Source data
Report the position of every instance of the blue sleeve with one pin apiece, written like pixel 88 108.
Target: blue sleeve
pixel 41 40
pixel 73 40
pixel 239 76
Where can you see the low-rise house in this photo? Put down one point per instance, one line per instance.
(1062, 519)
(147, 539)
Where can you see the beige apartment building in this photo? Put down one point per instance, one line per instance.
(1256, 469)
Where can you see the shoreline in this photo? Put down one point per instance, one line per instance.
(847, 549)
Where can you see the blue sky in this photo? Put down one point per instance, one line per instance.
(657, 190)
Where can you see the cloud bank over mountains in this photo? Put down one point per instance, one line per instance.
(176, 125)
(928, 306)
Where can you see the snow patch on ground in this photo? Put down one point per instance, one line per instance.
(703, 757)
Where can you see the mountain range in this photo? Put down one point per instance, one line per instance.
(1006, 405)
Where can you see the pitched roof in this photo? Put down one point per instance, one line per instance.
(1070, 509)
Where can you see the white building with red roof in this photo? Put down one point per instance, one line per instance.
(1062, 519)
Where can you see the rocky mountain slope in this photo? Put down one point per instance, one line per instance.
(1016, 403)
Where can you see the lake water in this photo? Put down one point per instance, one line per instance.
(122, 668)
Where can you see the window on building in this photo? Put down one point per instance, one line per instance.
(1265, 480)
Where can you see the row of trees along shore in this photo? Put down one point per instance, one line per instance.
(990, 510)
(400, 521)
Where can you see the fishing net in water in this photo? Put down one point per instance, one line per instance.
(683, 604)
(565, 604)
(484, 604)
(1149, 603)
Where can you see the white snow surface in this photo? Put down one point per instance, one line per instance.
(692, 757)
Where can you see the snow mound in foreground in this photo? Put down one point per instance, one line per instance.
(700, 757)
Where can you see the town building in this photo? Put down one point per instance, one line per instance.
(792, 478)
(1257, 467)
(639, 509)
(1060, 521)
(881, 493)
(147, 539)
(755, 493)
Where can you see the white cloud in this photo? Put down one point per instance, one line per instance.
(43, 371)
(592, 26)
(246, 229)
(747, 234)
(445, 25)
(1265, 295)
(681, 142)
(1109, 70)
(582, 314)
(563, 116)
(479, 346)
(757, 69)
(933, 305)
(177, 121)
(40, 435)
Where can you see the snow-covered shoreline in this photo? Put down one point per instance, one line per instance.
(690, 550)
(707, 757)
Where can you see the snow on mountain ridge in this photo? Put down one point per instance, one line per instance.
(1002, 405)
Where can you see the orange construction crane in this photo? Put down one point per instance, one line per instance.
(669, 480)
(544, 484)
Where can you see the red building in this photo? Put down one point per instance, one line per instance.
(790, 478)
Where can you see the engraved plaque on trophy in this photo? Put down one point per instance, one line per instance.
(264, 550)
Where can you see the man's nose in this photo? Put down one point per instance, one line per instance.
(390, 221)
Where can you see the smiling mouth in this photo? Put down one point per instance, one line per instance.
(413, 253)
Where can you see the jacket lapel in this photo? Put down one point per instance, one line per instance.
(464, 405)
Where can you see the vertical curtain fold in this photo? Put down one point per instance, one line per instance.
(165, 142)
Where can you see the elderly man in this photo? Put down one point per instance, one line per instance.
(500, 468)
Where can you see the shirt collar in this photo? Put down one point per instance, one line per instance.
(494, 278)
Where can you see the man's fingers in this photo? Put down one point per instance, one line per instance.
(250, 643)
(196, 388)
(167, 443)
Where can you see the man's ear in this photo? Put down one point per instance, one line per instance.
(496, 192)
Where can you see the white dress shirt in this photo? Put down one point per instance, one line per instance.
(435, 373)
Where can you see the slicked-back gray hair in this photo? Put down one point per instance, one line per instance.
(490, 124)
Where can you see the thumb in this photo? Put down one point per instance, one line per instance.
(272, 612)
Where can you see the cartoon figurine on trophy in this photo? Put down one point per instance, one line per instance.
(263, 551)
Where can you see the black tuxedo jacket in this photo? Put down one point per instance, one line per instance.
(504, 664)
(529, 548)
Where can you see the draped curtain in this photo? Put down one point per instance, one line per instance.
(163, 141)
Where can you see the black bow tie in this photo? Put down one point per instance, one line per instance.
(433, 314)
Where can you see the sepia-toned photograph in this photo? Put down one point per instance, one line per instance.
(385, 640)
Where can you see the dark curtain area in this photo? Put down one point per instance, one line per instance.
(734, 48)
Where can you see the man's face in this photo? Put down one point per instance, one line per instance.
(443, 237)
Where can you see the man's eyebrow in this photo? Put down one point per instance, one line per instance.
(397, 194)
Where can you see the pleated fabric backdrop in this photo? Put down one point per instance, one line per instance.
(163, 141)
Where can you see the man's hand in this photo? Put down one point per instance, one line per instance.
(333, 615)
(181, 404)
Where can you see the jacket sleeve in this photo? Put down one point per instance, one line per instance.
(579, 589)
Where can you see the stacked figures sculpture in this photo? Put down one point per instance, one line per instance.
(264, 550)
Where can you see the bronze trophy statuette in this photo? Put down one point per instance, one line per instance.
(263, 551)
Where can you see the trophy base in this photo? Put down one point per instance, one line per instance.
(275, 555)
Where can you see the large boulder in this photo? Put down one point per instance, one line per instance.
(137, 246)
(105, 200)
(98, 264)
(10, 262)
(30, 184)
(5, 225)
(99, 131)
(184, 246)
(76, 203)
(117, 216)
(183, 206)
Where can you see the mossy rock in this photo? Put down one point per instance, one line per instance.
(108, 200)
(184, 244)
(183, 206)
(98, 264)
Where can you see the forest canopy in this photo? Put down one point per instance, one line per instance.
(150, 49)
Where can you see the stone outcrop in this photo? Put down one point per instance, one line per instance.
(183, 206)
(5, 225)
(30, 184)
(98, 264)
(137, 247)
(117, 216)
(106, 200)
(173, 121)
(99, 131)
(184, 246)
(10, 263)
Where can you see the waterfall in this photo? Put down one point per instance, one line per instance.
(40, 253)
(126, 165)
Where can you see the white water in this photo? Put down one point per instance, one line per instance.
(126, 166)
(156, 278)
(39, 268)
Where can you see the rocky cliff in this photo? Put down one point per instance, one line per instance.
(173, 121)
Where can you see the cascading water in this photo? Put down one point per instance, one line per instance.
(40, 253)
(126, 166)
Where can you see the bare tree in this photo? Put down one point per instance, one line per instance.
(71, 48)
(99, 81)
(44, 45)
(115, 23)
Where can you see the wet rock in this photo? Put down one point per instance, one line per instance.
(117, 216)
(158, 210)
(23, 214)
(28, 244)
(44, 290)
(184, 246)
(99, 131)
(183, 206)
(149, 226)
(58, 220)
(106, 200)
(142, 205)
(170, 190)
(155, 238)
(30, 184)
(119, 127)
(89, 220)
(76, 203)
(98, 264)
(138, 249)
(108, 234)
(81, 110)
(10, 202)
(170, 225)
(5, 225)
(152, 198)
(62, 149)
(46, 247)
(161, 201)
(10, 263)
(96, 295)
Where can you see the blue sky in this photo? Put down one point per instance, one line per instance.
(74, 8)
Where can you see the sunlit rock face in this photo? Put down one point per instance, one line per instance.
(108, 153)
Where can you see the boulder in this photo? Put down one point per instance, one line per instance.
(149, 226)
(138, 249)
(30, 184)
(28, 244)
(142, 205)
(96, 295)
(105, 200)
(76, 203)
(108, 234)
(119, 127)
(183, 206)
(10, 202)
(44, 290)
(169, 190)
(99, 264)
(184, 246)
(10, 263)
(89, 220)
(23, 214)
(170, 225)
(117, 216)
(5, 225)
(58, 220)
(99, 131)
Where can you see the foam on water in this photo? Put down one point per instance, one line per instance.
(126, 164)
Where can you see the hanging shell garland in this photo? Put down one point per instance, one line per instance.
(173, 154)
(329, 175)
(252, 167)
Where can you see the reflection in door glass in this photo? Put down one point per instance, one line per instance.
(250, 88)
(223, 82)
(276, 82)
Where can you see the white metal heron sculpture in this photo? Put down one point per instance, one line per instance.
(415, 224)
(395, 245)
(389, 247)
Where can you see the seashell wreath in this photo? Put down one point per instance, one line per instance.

◆ What you should do
Write out again the lines from the one with "Where can you see the snow patch" to the one with "(1006, 405)", both included. Raise every point coordinate by 121 and leave all other text unchanged.

◆ Solved exercise
Where can you see the snow patch on ground in this photo? Put down one point per instance, one line per instance.
(824, 878)
Where can you see the mountain range in this photo? Put down one point per instance, one line per instance.
(1127, 526)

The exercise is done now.